↓

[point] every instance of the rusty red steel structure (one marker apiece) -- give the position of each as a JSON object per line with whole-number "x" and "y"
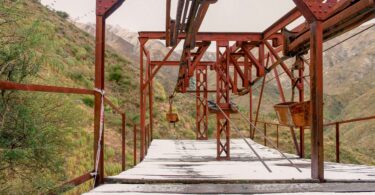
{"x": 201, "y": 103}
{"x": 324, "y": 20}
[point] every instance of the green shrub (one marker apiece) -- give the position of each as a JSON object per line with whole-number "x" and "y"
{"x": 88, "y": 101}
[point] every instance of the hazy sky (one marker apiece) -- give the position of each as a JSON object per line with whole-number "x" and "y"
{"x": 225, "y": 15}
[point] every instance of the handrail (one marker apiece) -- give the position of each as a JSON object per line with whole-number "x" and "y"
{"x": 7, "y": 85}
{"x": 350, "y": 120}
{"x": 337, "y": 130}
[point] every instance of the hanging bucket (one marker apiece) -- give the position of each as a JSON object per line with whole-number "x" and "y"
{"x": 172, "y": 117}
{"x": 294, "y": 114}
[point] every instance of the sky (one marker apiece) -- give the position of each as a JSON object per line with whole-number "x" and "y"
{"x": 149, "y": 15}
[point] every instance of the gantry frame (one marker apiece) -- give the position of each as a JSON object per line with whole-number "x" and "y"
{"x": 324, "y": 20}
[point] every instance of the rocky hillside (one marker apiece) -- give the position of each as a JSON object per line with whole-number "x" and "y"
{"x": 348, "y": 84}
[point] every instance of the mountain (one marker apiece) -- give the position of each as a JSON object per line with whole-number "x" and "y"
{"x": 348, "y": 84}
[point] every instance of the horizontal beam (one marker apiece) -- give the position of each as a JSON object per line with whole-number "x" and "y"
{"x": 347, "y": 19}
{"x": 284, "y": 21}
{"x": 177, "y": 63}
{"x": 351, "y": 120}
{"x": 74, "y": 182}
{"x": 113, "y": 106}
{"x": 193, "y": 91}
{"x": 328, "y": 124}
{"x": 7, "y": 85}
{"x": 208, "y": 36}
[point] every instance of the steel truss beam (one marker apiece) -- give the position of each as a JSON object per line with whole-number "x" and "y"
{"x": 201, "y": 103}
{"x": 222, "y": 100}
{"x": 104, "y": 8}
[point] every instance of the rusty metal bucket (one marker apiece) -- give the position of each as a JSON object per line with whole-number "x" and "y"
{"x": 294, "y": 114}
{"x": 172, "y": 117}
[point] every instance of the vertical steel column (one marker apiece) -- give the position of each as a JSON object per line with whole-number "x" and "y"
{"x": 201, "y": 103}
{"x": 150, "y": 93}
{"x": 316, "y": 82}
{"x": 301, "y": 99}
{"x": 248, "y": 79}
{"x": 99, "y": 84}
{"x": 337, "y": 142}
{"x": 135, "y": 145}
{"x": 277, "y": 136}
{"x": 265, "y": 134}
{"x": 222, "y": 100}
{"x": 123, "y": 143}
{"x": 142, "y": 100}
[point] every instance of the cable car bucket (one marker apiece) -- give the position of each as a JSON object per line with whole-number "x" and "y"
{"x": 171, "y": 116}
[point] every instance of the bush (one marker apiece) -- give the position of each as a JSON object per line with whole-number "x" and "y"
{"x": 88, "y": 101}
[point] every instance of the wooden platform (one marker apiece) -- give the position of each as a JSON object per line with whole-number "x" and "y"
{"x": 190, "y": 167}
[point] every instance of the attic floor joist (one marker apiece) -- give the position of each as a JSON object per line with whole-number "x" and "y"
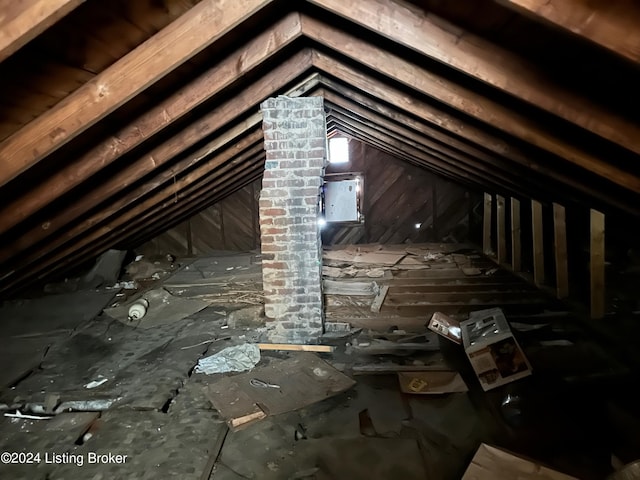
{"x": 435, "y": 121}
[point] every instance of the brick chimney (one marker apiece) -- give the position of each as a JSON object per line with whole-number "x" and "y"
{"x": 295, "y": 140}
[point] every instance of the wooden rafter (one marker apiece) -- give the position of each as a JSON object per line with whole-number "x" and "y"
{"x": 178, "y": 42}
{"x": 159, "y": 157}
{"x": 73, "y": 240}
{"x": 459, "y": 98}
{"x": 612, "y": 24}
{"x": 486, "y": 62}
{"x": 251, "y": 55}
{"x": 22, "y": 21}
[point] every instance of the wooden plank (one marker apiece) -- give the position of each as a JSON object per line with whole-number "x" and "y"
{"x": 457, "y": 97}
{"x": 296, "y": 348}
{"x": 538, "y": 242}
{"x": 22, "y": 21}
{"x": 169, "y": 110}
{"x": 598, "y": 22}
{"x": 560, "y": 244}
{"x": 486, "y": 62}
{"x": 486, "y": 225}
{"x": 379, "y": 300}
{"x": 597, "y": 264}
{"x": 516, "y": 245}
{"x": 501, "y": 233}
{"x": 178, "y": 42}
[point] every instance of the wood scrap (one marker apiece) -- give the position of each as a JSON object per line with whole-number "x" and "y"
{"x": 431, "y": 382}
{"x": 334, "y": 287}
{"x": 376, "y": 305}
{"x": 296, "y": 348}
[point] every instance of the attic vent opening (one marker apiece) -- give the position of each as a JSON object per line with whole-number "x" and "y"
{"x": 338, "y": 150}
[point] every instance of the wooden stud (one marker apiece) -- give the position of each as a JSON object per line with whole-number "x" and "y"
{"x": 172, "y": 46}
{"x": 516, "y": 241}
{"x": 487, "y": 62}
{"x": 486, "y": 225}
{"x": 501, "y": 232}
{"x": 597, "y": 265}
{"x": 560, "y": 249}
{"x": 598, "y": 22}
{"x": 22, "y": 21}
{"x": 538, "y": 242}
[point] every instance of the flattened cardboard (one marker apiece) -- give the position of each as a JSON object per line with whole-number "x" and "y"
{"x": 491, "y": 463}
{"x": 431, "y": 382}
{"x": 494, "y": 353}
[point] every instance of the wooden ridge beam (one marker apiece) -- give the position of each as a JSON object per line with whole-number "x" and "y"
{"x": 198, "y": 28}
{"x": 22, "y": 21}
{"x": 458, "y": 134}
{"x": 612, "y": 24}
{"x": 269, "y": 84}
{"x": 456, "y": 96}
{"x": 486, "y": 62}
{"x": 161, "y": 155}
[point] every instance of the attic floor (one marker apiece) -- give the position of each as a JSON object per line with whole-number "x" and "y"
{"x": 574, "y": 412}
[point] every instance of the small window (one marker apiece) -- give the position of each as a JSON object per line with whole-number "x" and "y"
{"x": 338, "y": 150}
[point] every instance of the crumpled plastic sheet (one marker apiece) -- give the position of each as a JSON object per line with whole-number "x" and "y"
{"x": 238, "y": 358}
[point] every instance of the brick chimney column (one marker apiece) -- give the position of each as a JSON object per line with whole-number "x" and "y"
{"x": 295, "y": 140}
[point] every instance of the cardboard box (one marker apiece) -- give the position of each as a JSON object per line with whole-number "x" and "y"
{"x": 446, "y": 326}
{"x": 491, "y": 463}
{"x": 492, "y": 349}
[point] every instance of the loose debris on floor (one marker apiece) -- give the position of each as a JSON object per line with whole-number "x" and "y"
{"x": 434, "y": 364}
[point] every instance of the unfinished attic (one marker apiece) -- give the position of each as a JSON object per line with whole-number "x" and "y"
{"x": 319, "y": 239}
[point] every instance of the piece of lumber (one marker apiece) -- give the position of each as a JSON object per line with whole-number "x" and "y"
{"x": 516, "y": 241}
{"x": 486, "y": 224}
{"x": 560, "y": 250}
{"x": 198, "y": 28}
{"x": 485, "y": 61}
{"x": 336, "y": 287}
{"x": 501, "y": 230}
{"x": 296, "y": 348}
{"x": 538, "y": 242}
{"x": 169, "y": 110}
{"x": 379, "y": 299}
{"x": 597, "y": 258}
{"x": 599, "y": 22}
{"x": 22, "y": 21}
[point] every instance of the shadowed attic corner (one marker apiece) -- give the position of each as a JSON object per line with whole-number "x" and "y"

↑

Excluding the pictures, restate the records above word for word.

[point] every instance of the rusty red steel structure (one marker apiece) -- give the position of each as a JSON object per line with whole-number "x" and "y"
{"x": 201, "y": 103}
{"x": 324, "y": 20}
[point] every instance of the green shrub (one marker apiece) -- give the position of each as a JSON object per line with whole-number "x" and "y"
{"x": 88, "y": 101}
[point] every instance of the hazy sky (one marker apiece) -- give the position of each as a JSON object per line with whole-number "x" and "y"
{"x": 225, "y": 15}
[point] every instance of the handrail (one marker apiece) -- give the position of each as a JSON object per line with whole-number "x" and "y"
{"x": 7, "y": 85}
{"x": 350, "y": 120}
{"x": 337, "y": 130}
[point] every instance of the hanging bucket (one marker apiece) -- give the position of each as a JSON object per line with whole-number "x" and "y"
{"x": 172, "y": 117}
{"x": 294, "y": 114}
[point] every instance of the sky (one marker apiece) -- give the position of each as a JSON object per line with whole-number "x" and "y"
{"x": 149, "y": 15}
[point] every instance of the gantry frame (one marker apiece) -- give the position of each as a JSON object per line with whole-number "x" and "y"
{"x": 324, "y": 20}
[point] every instance of the rocky hillside (one marker apiece) -- give the position of each as a JSON object per line with whole-number "x" and "y"
{"x": 348, "y": 84}
[point] every instance of the mountain (one marker apiece) -- give the position of each as a JSON object per line with whole-number "x" and "y"
{"x": 348, "y": 84}
[point] every instance of the horizontal beam (one marker apiece) -- give the position of each as a JSON object per line with whole-number "x" and "y"
{"x": 347, "y": 19}
{"x": 284, "y": 21}
{"x": 177, "y": 63}
{"x": 351, "y": 120}
{"x": 74, "y": 182}
{"x": 113, "y": 106}
{"x": 193, "y": 91}
{"x": 328, "y": 124}
{"x": 7, "y": 85}
{"x": 208, "y": 36}
[point] every instance of the steel truss beam (one marker apiece) -- give the position of each as a JSON object per line with whole-number "x" and "y"
{"x": 201, "y": 103}
{"x": 222, "y": 100}
{"x": 104, "y": 8}
[point] every instance of the rusty metal bucket (one marker apiece) -- give the position of each as a JSON object per line with whole-number "x" and "y"
{"x": 294, "y": 114}
{"x": 172, "y": 117}
[point] every instance of the vertical steel column (one marker apiece) -- give the position of each as a JSON object per line with whole-number "x" and "y"
{"x": 201, "y": 103}
{"x": 150, "y": 93}
{"x": 316, "y": 82}
{"x": 301, "y": 99}
{"x": 248, "y": 79}
{"x": 99, "y": 84}
{"x": 337, "y": 142}
{"x": 135, "y": 145}
{"x": 277, "y": 136}
{"x": 265, "y": 134}
{"x": 222, "y": 100}
{"x": 123, "y": 143}
{"x": 142, "y": 100}
[point] every instance of the cable car bucket (one marker apiece) -- give the position of each as a JSON object per line with whole-number "x" and "y"
{"x": 171, "y": 116}
[point] every instance of the bush (one marker apiece) -- give the position of each as a JSON object per line with whole-number "x" and "y"
{"x": 88, "y": 101}
[point] every instance of the wooden platform (one marker apiece) -- give the position of each as a JSON object per line with whole-number "x" and "y"
{"x": 190, "y": 167}
[point] every instance of the attic floor joist (one marker apiece) -- give the position of each as a JSON object per line with whole-number "x" and "y"
{"x": 435, "y": 121}
[point] every instance of the brick chimney (one marker apiece) -- give the position of each as a JSON object per line with whole-number "x" and "y"
{"x": 295, "y": 140}
[point] every instance of the wooden rafter (one marker apiece) -- give the position of each as a JSON object per line with whole-number "x" and "y"
{"x": 178, "y": 42}
{"x": 159, "y": 157}
{"x": 73, "y": 240}
{"x": 459, "y": 98}
{"x": 612, "y": 24}
{"x": 486, "y": 62}
{"x": 251, "y": 55}
{"x": 22, "y": 21}
[point] every instance of the wooden plank (one marker apiece) -- give the position of each as a JSON object per line with whole-number "x" and "y"
{"x": 457, "y": 97}
{"x": 296, "y": 348}
{"x": 538, "y": 242}
{"x": 22, "y": 21}
{"x": 169, "y": 110}
{"x": 598, "y": 22}
{"x": 560, "y": 244}
{"x": 486, "y": 62}
{"x": 486, "y": 225}
{"x": 379, "y": 300}
{"x": 597, "y": 264}
{"x": 516, "y": 245}
{"x": 501, "y": 233}
{"x": 178, "y": 42}
[point] every instance of the wood scrap (one marker apiece) -- give the position of each as a JSON object per line with whole-number "x" and "y"
{"x": 431, "y": 382}
{"x": 334, "y": 287}
{"x": 376, "y": 305}
{"x": 296, "y": 348}
[point] every instance of the attic vent opening (one marker apiece) -- give the position of each as a JSON object per line with whole-number "x" and "y"
{"x": 338, "y": 150}
[point] every instance of the wooden stud (one marker apiece) -- give the position of each as a JSON object per line with whole-number "x" and "y"
{"x": 172, "y": 46}
{"x": 516, "y": 241}
{"x": 487, "y": 62}
{"x": 486, "y": 225}
{"x": 501, "y": 232}
{"x": 597, "y": 265}
{"x": 560, "y": 249}
{"x": 598, "y": 22}
{"x": 22, "y": 21}
{"x": 538, "y": 242}
[point] every instance of the flattened cardboard (one marker apiece) -- give the position of each as a JSON object per line with whole-number "x" and "y"
{"x": 491, "y": 463}
{"x": 431, "y": 382}
{"x": 494, "y": 353}
[point] every instance of the wooden ridge beam (one marker apiece) -- give the position of each as a JSON object per line with whole-number "x" and "y"
{"x": 198, "y": 28}
{"x": 22, "y": 21}
{"x": 458, "y": 134}
{"x": 612, "y": 24}
{"x": 269, "y": 84}
{"x": 456, "y": 96}
{"x": 486, "y": 62}
{"x": 161, "y": 155}
[point] every instance of the attic floor (one marker apiece) -- give the position of each as a JSON object per line with whole-number "x" and "y"
{"x": 574, "y": 412}
[point] every instance of the small window (one marker apiece) -- give the position of each as a JSON object per line with whole-number "x" and "y"
{"x": 338, "y": 150}
[point] every instance of the crumpled plastic sheet (one marker apiece) -- give the position of each as a JSON object per line with whole-number "x" and "y"
{"x": 238, "y": 358}
[point] every instance of the brick chimney column (one marker apiece) -- give the position of each as a JSON object per line with whole-number "x" and "y"
{"x": 295, "y": 140}
[point] every instance of the cardboard box (one marker apiece) -- give the position of each as a JSON object per line with whole-number "x" and "y"
{"x": 446, "y": 326}
{"x": 491, "y": 463}
{"x": 492, "y": 349}
[point] every instance of the loose debris on floor (one marker apiece) -- give the position of each as a JSON object per line with whole-number "x" and "y"
{"x": 434, "y": 364}
[point] every instance of the unfinished attic (one marker apiece) -- give the position of each as a JSON object per line with whole-number "x" and "y"
{"x": 319, "y": 239}
[point] every instance of the piece of lumber (one marker apiece) -- give the position of each as a JSON object per line with whole-number "x" and "y"
{"x": 516, "y": 241}
{"x": 486, "y": 224}
{"x": 560, "y": 250}
{"x": 198, "y": 28}
{"x": 485, "y": 61}
{"x": 336, "y": 287}
{"x": 501, "y": 230}
{"x": 296, "y": 348}
{"x": 538, "y": 242}
{"x": 169, "y": 110}
{"x": 379, "y": 299}
{"x": 597, "y": 258}
{"x": 599, "y": 22}
{"x": 22, "y": 21}
[point] every instance of the shadowed attic corner (one marker apiece) -- give the position of each as a JSON object per line with whole-number "x" and "y"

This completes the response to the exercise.